EXTRAIT À LIRE
20 Janvier 2020

Florence Berthout

Florence BERTHOUT

Maire du 5e Arrondissement

Monsieur le Président du Conseil Constitutionnel,
Madame la ministre de l’Enseignement supérieur et de la Recherche,
Monsieur le Recteur,
Monsieur le Maire, Jean TIBERI,
Madame l’Adjointe à la Maire de Paris, Marie-Christine LEMARDELEY,
Monsieur le Président de Sorbonne-Université,
Monsieur le Directeur de l’École Normale Supérieure,
Monsieur le Président du Centre national d’Études Spatiales,
Monsieur le Directeur de l’École Supérieure de Physique et Chimie industrielles de Paris,
Chers Nicolas et Christophe CURIEN et les membres de la famille d’Hubert CURIEN,
Mesdames et Messieurs les Élus,
Mesdames et Messieurs,

Attribuer le nom d’Hubert CURIEN à la place qui nous réunit ce matin est une belle évidence.

Évidence parce qu’il habitait à quelques dizaines de mètres d’ici, place de l’Estrapade, avec son épouse Perrine DUMEZIL, et ses trois fils, Pierre-Louis, Nicolas et Christophe, qui sont avec nous.

Évidence parce qu’il a conduit une partie de ses études, de ses recherches, et de ses enseignements dans le 5e arrondissement.

Évidence surtout, parce que le cœur névralgique de la vie universitaire et scientifique du Quartier latin est symbolique du haut degré d’exigence intellectuelle qui était le sien, et sans doute symbolique également d’une forme d’accomplissement : celle de l’immense chercheur, celle du formidable pédagogue, et celle du grand serviteur de l’État.

Le chercheur hors-normes, tout d’abord.

Une intelligence précoce et supérieure ainsi qu’une insatiable curiosité portent très tôt Hubert Curien à embrasser la voie exigeante des sciences.

Comme c’est souvent le cas dans les grandes découvertes – les scientifiques le savent bien – le hasard des rencontres et les aléas de la vie  prendront leur part dans son destin exceptionnel : la passion pour la physique, transmise par un professeur du collège de Remiremont dans ses Vosges natales, une faiblesse contractée lors de son courageux engagement en 1944 dans la Résistance, qui le conduit à préférer l’ENS à Polytechnique, une agrégation de physique passée en même temps que Perrine DUMEZIL, qui deviendra son épouse, et puis un doctorat sur la dynamique des réseaux cristallins dont le sujet était en proximité avec les montagnes gréseuses et granitiques de son enfance vosgienne.

Ce sera le début d’une ascension fulgurante !

Mais ce qu’il y a de singulier, je dirai même de touchant, dans la carrière d’Hubert Curien, c’est que la ferveur du jeune étudiant chercheur qui découvre pour la première fois la forme cristalline du gallium, ne se démentira jamais.

Sa vaste culture scientifique et sa curiosité touche-à-tout le conduiront ainsi à mener des recherches tout azimut, de la physique du solide à la cristallographie, en passant par la minéralogie.

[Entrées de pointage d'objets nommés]
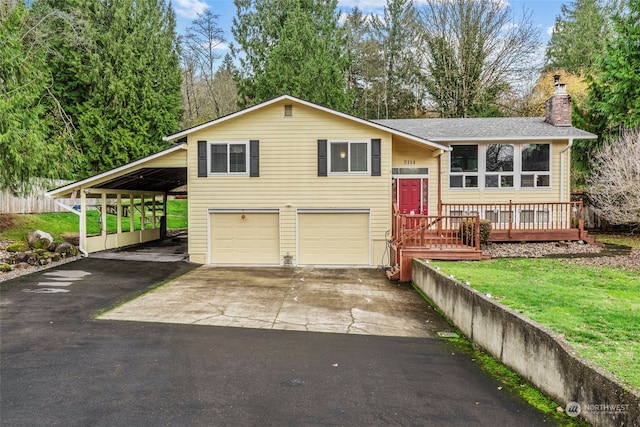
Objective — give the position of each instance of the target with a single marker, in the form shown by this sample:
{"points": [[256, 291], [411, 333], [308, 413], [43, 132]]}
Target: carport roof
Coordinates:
{"points": [[160, 172]]}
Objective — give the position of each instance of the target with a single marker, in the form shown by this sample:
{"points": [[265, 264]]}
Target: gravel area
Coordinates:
{"points": [[538, 250], [22, 269]]}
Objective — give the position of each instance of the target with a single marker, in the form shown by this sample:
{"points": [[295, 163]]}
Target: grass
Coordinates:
{"points": [[509, 379], [597, 309], [59, 225]]}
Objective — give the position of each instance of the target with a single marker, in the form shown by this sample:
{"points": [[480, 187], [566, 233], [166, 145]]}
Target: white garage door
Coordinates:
{"points": [[333, 238], [245, 238]]}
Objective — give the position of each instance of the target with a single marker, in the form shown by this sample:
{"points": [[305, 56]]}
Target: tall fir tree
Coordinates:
{"points": [[119, 80], [473, 54], [614, 92], [397, 33], [32, 146], [295, 47]]}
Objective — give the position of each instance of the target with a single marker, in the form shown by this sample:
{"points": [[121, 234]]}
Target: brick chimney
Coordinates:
{"points": [[558, 107]]}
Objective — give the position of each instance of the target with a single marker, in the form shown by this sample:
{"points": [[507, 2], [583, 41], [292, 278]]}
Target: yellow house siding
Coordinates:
{"points": [[288, 174], [517, 195]]}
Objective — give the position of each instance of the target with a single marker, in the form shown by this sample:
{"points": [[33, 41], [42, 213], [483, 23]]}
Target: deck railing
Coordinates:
{"points": [[543, 216], [435, 232]]}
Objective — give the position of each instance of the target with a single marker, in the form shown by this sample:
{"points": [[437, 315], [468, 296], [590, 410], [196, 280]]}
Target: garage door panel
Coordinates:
{"points": [[333, 238], [245, 238]]}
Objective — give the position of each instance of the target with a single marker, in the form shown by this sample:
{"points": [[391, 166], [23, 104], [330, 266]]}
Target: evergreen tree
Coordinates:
{"points": [[397, 33], [366, 70], [119, 80], [201, 100], [473, 54], [579, 36], [614, 93], [293, 47], [30, 148]]}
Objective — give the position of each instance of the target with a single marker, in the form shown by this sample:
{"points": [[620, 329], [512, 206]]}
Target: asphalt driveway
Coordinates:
{"points": [[59, 365]]}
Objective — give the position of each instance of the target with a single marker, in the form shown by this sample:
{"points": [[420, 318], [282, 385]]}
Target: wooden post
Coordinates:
{"points": [[477, 232], [510, 217]]}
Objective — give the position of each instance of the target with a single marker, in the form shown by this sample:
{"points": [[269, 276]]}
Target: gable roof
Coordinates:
{"points": [[138, 177], [478, 129], [373, 124]]}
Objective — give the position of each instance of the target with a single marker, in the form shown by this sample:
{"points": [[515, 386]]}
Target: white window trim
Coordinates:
{"points": [[486, 173], [535, 173], [228, 143], [349, 142], [517, 170], [477, 173]]}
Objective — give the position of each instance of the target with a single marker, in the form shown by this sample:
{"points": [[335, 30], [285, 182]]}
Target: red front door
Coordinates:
{"points": [[409, 199]]}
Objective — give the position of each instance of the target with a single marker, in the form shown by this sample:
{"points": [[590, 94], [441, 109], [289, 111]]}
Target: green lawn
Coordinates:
{"points": [[63, 224], [597, 309]]}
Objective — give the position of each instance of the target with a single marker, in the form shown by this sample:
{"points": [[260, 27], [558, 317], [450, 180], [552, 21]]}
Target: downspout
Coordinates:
{"points": [[562, 167], [65, 207]]}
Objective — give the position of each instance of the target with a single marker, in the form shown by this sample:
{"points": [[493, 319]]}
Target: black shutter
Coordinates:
{"points": [[254, 157], [202, 158], [322, 157], [376, 157]]}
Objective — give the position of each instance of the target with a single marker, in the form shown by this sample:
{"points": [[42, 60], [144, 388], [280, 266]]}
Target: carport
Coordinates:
{"points": [[137, 191]]}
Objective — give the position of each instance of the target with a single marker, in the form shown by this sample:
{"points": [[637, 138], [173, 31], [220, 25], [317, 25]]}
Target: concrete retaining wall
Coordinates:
{"points": [[535, 353]]}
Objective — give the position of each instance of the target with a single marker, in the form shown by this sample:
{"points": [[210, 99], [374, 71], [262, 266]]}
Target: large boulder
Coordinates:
{"points": [[18, 246], [38, 239], [66, 250]]}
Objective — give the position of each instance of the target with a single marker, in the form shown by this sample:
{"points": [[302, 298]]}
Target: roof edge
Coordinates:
{"points": [[59, 190], [379, 126]]}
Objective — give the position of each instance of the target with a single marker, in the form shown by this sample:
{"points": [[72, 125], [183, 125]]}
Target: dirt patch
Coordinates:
{"points": [[6, 221]]}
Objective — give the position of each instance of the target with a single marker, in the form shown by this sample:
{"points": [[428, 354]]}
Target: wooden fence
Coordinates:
{"points": [[36, 202]]}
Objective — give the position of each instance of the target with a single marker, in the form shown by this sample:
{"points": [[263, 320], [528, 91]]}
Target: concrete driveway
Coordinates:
{"points": [[349, 301]]}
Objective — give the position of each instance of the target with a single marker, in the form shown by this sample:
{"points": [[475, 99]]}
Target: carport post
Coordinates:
{"points": [[83, 219], [119, 210]]}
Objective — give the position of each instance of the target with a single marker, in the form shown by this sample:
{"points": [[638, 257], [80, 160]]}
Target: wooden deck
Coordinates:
{"points": [[440, 237]]}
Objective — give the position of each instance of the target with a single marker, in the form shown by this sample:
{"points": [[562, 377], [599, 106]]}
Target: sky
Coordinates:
{"points": [[544, 12]]}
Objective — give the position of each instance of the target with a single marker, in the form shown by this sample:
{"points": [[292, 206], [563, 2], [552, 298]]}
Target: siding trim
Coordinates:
{"points": [[202, 159], [322, 157], [376, 157], [254, 158]]}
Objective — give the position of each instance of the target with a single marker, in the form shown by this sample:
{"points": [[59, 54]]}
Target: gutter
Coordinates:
{"points": [[562, 167], [65, 207]]}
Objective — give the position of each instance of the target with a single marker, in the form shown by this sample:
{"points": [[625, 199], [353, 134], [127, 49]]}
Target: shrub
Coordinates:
{"points": [[468, 231]]}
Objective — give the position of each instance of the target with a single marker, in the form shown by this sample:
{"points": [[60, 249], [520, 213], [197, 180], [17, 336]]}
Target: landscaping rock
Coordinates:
{"points": [[18, 247], [38, 239], [66, 250]]}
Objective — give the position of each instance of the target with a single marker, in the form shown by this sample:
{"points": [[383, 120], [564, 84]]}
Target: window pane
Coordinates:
{"points": [[359, 157], [527, 181], [219, 158], [535, 157], [237, 158], [506, 181], [464, 158], [339, 157], [542, 180], [499, 158], [491, 181], [455, 182]]}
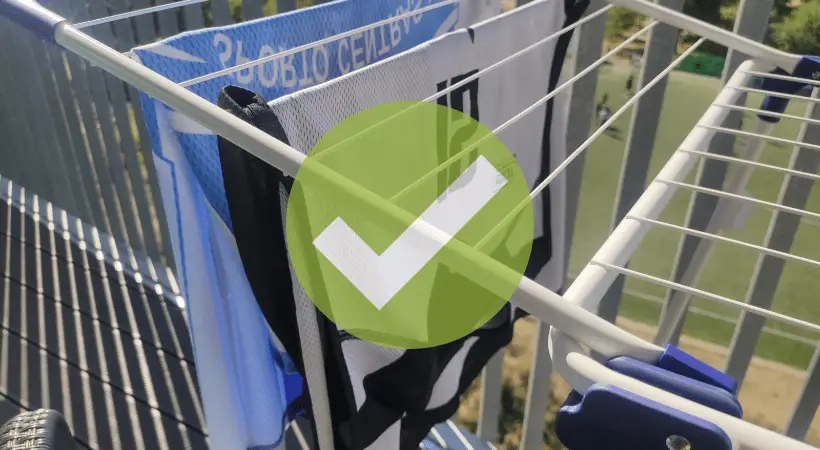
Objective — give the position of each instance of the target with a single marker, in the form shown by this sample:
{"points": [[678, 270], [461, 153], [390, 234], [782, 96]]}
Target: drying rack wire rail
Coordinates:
{"points": [[568, 313]]}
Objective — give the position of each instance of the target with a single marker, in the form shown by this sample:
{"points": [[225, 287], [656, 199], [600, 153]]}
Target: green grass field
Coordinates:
{"points": [[729, 268]]}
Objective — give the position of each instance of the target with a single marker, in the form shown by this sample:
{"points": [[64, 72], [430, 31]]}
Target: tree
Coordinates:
{"points": [[620, 23], [705, 10], [800, 31]]}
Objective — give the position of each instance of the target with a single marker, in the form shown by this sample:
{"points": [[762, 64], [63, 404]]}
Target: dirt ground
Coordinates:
{"points": [[768, 393]]}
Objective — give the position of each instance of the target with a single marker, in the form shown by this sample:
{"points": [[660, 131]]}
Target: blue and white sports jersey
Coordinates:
{"points": [[243, 375]]}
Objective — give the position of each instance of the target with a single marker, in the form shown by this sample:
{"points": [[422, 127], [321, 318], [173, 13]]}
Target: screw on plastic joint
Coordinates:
{"points": [[675, 442]]}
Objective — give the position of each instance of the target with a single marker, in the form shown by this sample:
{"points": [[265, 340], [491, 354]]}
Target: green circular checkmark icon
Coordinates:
{"points": [[396, 282]]}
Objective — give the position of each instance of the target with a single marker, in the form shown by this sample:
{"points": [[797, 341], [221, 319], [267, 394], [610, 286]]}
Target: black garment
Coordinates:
{"points": [[400, 390]]}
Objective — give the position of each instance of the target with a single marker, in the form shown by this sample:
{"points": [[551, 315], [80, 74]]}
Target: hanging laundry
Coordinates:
{"points": [[384, 398], [249, 384]]}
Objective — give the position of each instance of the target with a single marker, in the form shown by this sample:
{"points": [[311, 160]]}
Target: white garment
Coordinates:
{"points": [[242, 388], [504, 92]]}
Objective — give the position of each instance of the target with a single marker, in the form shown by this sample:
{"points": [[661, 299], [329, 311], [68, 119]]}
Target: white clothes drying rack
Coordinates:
{"points": [[570, 314]]}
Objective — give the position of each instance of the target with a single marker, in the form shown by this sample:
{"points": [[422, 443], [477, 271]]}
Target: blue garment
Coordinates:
{"points": [[243, 376]]}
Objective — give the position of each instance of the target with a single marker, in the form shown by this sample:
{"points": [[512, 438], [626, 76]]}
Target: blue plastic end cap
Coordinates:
{"points": [[31, 16], [678, 361], [695, 390], [808, 68], [610, 417]]}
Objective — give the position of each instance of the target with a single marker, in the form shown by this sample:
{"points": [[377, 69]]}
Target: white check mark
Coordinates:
{"points": [[380, 277]]}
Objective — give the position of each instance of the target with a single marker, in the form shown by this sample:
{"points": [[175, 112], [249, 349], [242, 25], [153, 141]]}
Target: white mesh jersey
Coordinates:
{"points": [[537, 140], [538, 143]]}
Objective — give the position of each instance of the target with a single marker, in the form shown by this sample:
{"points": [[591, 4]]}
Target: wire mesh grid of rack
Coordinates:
{"points": [[591, 284]]}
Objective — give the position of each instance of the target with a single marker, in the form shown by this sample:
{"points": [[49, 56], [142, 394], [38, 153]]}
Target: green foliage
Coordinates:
{"points": [[621, 22], [800, 31]]}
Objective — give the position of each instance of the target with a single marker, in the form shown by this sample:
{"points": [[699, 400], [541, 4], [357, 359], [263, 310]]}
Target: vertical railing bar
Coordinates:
{"points": [[74, 198], [123, 33], [752, 22], [52, 156], [538, 391], [112, 96], [34, 143], [163, 239], [640, 142], [107, 157], [780, 235], [75, 127], [82, 83], [588, 45], [14, 135], [490, 409], [807, 403], [146, 33], [581, 112]]}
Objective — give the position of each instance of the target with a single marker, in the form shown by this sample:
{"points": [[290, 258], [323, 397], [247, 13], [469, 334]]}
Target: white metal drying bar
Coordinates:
{"points": [[754, 49], [474, 77], [719, 238], [731, 159], [768, 113], [714, 297], [719, 193], [503, 126], [138, 12], [531, 296], [586, 144]]}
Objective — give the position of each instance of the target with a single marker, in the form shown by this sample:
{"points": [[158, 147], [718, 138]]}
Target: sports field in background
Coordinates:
{"points": [[729, 268]]}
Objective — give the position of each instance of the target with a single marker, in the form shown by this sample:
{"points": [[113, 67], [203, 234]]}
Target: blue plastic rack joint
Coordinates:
{"points": [[808, 69], [609, 417]]}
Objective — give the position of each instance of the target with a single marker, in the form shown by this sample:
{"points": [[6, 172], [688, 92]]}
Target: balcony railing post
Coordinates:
{"points": [[780, 236], [588, 44], [808, 402]]}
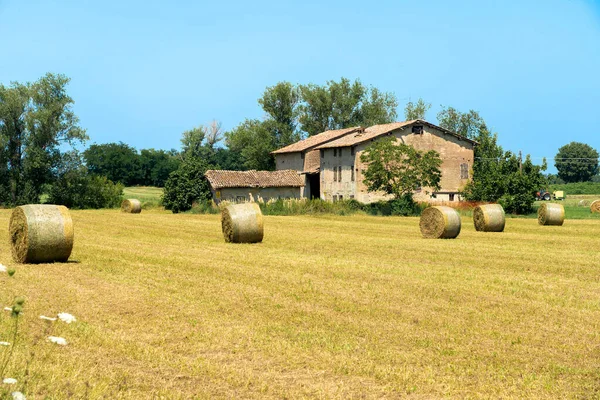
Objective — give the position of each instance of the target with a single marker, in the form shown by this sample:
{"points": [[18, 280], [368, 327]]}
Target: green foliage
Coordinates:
{"points": [[498, 177], [577, 188], [254, 141], [576, 162], [398, 169], [416, 110], [76, 188], [36, 122], [186, 186], [466, 124], [344, 104]]}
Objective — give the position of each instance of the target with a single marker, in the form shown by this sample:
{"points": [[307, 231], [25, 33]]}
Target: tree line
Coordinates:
{"points": [[40, 134]]}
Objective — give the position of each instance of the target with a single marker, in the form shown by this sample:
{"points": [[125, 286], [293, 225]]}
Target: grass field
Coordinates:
{"points": [[325, 307]]}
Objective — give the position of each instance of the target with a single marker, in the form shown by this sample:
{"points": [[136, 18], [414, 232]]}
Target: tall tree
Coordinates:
{"points": [[36, 123], [416, 110], [576, 162], [466, 124], [343, 104], [280, 103]]}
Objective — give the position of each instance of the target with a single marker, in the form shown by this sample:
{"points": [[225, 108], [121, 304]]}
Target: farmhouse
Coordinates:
{"points": [[243, 186], [303, 157], [341, 171]]}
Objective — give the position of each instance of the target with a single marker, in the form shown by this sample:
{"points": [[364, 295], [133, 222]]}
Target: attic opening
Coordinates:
{"points": [[417, 129]]}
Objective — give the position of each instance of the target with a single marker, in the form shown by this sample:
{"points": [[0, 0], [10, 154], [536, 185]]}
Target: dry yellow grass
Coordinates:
{"points": [[325, 307]]}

CONSIGNES
1. Actualise le passage du discours sur Hubert Curien qui commence par les mots « Évidence surtout, parce » et se termine par « hors-normes, tout d’abord. », en remplaçant « pédagogue » par « enseignant ».
2. Prolonge le discours sur Hubert Curien au-delà de sa dernière phrase.

RÉPONSES RÉDIGÉES
1.
Évidence surtout, parce que le cœur névralgique de la vie universitaire et scientifique du Quartier latin est symbolique du haut degré d’exigence intellectuelle qui était le sien, et sans doute symbolique également d’une forme d’accomplissement : celle de l’immense chercheur, celle du formidable enseignant, et celle du grand serviteur de l’État.

Le chercheur hors-normes, tout d’abord.

2.
Loin de l’image du chercheur inaccessible, enfermé dans la bulle de ses travaux, Hubert CURIEN avait surtout le « don » de la transmission. Peut-être y avait-il là une forme d’héritage légué par sa mère qui avait été directrice d’école.

Ses cours avaient la réputation d’être précis, sobres, clairs, et phénomène peu répandu à ce degré d’exigence, très chaleureux.

Le Professeur André AUTHIER, qui avait été son élève avant de devenir son ami, affirmait qu’il avait vigoureusement dépoussiéré, je cite, « un enseignement traditionnel devenu un peu vieillot ».

Même ministre, il continuera à enseigner et à donner rendez-vous à ses élèves dans son laboratoire, souvent dès potron-minet.

Le chercheur et le pédagogue se confondaient chez lui à tel point qu’il consacrera également une partie de sa carrière à vulgariser les sciences.

Il contribuera ainsi à faire du Palais de la Découverte un lieu unique en Europe où des disciplines perçues comme énigmatiques et parfois inaccessibles, se donnent à voir et à comprendre au plus grand nombre.

Il confirmera cet essai de maître en créant la Fête de la Science, qui est devenue près de trente ans après sa création, un événement festif et ludique qui anime nos quartiers.

André AUTHIER, toujours lui, dira que les qualités hors normes du chercheur et du pédagogue ont révélé chez Hubert CURIEN le diplomate.

Cet atout se révélera précieux dans son parcours de grand serviteur de l’État.

Diriger des femmes et des hommes – les politiques en savent quelque chose – est parfois aussi délicat que manipuler le fameux électromètre à cadran dans le maniement duquel Hubert Curien excellait également.

Toutes ces qualités lui seront fort utiles dans les prestigieuses fonctions qu’il exercera à la tête, du CNRS, de la Fondation Européenne de la science, de l’Université de Compiègne, du CNES, de l’Agence Spatiale européenne qui portera le lancement d’Ariane ou encore de la société Arianespace qu’il créera.

Le 2 aout 1984, le plus jeune Premier ministre de France, Laurent FABIUS, appelle dans son gouvernement l’homme de sciences expérimenté qu’est Hubert CURIEN.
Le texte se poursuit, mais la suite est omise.